§ GIVEN TEXT:

[iDC] We've Wired the Classroom -- Now What!

Henry Jenkins hgjenkins3 at gmail.com
Mon Oct 3 21:47:39 UTC 2011

As we get ready for the Mobility Shifts conference, I have been asked to see
if I can provoke a conversation among attendees.

Here's what I have on my mind today:

For some time, those of us who work closely with educators observe a core
paradox. The work of MacArthur's Digital Media and Learning Initiative have
focused attention on games-based, mobile, networked, connected,
participatory, affinity space, geeked-out modes of learning (Hope I got all
of the buzz words in there) and there's a great deal of research and
experimentation exploring the value of these approaches. But the story on
the ground looks very different with schools installing networked computers
and then, in effect, disabling all of the affordances of Web 2.0 platforms
from being deployed by teachers and students. So, federal funding comes
attached with restrictions on access to social media and with the
requirement of filtering software which makes it hard to use much of the web
for instruction. Many teachers are blocked from using YouTube and other
video sharing platforms. In Los Angeles, there are work arounds which allow
the teacher to punch in a code and authorize the use of YouTube, but it has
to be punched in for each clip and has to be done very quickly before the
clip is accessed, so you can not even line up all of the clips you need for
a particular class period at the start of the period. Teachers are
discouraging their students from using Wikipedia, because they have not been
trained in how the online project works. And of course, our hopes that
librarians might become information coaches for their students have been
complicated by the fact that whole school districts have fired all of their
librarians or forced them back into being mostly full time classroom
teachers. So, we are gaining ground conceptually and losing it on the level
of policy. So, what are we, as a community of researchers, theorists, and
educators, going to do about this? What are our prospects for a meaningful
collective response to what is a set of policy decisions, partially made at
a Federal level and tied to funding, partially at very local levels and thus
highly fragmented?

§ TASK OBJECTIVE: List every term that the post above on wired classrooms uses to describe the modes of learning that MacArthur's Digital Media and Learning Initiative has focused attention on.

§ LISTED RECORDS:
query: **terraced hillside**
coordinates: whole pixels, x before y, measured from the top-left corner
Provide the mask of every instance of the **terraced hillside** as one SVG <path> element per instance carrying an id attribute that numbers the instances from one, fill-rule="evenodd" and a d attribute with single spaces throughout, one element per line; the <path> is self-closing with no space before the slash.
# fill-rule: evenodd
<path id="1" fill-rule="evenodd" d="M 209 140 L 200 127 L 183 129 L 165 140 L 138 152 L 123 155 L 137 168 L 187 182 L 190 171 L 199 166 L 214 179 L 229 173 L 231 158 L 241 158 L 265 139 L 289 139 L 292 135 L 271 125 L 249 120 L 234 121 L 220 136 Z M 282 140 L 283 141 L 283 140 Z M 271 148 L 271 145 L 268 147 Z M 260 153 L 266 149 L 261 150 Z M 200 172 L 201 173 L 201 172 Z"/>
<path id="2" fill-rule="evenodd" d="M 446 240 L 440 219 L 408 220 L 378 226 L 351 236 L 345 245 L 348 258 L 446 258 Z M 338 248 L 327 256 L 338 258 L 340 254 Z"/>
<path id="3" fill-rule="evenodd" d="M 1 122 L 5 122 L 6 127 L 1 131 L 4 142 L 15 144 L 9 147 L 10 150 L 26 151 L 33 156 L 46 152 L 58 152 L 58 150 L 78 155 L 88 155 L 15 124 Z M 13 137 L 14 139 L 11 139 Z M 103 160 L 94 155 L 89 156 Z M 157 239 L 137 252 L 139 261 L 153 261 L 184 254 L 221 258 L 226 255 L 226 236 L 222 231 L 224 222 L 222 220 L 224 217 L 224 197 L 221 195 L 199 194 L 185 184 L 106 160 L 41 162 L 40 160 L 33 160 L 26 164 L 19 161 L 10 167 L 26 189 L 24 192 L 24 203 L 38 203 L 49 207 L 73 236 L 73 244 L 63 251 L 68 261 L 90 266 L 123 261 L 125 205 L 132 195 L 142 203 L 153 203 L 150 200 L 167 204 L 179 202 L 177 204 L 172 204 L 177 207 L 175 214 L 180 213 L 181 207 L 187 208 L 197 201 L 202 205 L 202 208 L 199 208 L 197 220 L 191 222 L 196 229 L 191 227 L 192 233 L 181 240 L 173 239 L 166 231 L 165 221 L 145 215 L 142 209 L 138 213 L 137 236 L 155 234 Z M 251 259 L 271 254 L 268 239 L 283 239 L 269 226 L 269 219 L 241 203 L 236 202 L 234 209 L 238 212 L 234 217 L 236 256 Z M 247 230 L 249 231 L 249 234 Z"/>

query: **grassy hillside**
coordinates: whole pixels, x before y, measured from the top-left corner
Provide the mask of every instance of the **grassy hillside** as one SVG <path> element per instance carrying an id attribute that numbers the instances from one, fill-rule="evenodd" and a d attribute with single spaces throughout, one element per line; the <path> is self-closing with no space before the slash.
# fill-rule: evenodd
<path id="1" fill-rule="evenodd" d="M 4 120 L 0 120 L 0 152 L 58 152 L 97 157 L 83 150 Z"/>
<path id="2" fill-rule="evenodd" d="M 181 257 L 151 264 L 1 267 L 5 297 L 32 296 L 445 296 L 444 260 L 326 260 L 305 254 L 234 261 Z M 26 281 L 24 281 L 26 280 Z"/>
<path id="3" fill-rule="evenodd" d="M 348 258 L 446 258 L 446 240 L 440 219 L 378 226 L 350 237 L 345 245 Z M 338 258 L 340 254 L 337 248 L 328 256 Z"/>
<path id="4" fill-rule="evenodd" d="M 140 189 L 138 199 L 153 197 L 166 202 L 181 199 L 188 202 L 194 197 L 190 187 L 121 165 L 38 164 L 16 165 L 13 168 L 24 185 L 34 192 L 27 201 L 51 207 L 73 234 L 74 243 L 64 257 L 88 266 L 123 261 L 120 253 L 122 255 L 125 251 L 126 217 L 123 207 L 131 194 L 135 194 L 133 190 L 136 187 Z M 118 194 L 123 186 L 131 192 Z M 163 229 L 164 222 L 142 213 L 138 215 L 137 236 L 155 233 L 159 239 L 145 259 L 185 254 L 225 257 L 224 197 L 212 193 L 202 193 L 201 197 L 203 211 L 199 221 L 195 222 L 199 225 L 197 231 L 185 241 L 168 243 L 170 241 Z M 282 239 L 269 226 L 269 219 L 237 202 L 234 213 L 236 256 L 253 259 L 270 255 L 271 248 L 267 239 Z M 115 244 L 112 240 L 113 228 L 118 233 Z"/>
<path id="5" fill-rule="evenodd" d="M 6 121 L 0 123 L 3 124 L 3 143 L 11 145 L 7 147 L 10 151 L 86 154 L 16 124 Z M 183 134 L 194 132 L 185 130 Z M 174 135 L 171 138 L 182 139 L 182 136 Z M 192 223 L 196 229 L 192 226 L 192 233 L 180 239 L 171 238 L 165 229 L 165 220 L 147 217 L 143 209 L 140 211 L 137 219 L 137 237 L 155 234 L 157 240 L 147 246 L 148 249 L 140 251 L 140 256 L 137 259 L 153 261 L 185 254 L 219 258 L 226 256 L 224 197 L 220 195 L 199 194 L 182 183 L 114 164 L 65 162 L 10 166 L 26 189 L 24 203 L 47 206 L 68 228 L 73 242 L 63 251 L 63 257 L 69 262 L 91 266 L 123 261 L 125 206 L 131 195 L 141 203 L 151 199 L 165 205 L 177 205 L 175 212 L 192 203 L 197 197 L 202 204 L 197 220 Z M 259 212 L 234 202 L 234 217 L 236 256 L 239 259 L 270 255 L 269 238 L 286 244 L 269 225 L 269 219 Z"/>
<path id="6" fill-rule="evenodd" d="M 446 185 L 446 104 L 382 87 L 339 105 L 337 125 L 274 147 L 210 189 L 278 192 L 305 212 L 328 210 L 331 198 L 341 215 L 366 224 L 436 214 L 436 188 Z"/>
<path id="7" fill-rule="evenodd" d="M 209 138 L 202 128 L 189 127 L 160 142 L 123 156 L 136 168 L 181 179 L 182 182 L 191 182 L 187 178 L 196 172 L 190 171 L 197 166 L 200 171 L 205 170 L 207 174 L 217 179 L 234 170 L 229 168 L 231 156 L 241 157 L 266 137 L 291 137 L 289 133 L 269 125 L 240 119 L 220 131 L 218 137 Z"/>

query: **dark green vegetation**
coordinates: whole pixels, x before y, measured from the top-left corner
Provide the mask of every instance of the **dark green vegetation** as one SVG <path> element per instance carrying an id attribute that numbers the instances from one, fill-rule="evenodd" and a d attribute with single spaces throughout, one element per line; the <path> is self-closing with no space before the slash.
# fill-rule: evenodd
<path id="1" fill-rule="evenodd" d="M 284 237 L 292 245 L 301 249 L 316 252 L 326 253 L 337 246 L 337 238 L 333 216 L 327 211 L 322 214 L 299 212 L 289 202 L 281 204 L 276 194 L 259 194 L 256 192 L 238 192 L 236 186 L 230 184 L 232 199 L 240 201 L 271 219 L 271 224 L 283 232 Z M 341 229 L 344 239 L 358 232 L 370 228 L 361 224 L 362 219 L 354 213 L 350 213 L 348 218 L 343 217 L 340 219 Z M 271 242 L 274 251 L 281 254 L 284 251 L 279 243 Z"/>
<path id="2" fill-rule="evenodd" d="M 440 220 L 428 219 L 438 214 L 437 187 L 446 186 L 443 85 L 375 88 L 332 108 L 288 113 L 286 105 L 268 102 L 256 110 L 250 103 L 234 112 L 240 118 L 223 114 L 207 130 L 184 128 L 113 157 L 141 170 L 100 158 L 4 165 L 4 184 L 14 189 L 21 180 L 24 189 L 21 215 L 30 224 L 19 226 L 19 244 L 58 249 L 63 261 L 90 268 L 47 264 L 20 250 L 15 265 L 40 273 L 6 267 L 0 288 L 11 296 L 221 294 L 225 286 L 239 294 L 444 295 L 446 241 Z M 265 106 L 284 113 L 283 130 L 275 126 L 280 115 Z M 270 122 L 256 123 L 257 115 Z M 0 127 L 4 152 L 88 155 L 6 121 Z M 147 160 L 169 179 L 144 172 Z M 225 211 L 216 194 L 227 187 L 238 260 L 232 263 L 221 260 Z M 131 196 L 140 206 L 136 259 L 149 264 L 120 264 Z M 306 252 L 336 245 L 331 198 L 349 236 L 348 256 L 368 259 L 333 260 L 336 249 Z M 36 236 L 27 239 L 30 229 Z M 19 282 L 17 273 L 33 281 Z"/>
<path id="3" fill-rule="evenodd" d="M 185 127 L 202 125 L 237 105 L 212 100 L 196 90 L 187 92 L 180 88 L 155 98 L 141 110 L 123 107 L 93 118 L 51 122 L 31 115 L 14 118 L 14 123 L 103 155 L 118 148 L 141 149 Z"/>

§ WRITTEN ANSWER: games-based, mobile, networked, connected, participatory, affinity space, geeked-out